▶ [Given entries]:
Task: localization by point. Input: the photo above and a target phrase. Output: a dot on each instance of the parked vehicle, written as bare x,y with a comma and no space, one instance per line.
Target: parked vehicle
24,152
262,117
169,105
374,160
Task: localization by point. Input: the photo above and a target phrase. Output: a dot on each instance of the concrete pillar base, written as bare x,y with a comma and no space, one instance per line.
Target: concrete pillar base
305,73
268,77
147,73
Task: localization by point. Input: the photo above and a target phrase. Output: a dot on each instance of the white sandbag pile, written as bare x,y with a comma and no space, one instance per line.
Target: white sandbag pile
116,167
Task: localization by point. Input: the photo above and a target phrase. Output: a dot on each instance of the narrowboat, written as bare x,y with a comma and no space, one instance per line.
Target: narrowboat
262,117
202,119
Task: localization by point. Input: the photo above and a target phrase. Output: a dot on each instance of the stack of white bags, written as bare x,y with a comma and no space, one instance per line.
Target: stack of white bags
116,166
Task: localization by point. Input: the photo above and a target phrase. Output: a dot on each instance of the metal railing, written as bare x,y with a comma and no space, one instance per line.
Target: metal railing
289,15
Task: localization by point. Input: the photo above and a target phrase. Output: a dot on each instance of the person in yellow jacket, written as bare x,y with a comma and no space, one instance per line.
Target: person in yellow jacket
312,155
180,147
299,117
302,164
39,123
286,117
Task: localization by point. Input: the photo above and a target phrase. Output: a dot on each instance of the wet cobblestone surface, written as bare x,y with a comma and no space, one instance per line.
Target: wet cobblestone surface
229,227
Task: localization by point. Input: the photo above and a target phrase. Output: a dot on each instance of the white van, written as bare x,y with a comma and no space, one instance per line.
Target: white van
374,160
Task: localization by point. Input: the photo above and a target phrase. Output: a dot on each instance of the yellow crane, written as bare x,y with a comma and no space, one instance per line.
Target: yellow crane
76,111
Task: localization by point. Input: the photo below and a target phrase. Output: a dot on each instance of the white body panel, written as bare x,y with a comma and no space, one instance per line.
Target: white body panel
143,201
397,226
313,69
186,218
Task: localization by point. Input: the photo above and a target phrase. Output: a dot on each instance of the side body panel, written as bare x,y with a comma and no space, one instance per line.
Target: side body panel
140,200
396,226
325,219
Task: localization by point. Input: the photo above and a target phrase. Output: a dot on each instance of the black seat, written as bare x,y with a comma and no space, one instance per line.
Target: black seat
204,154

▶ [Problem to work on]: Print the line containing "Target: yellow crane", then every line after it through the last line of the records, each exactly as written; nothing else belongs in the answer.

▶ [Completed task]:
Target: yellow crane
76,111
Task: localization by point. Input: the photo below and a target phrase. Output: a dot on each instance of the white body panel, written as bare x,y with a comma and no space, one instance per line.
Target: white body panel
143,201
397,226
313,69
186,218
Task: localization by point. Input: the photo above and a target phrase. Output: a dot on each instance of the side body panel, written as bare x,y with a comma and no space, one instance per line.
Target: side body panel
140,200
396,226
325,219
Task: localization by point. Input: the photo above and a target phrase. Output: a dot on each instance of the black seat, written as bare x,y with a comma and no space, one instance per line.
Target: black seat
204,154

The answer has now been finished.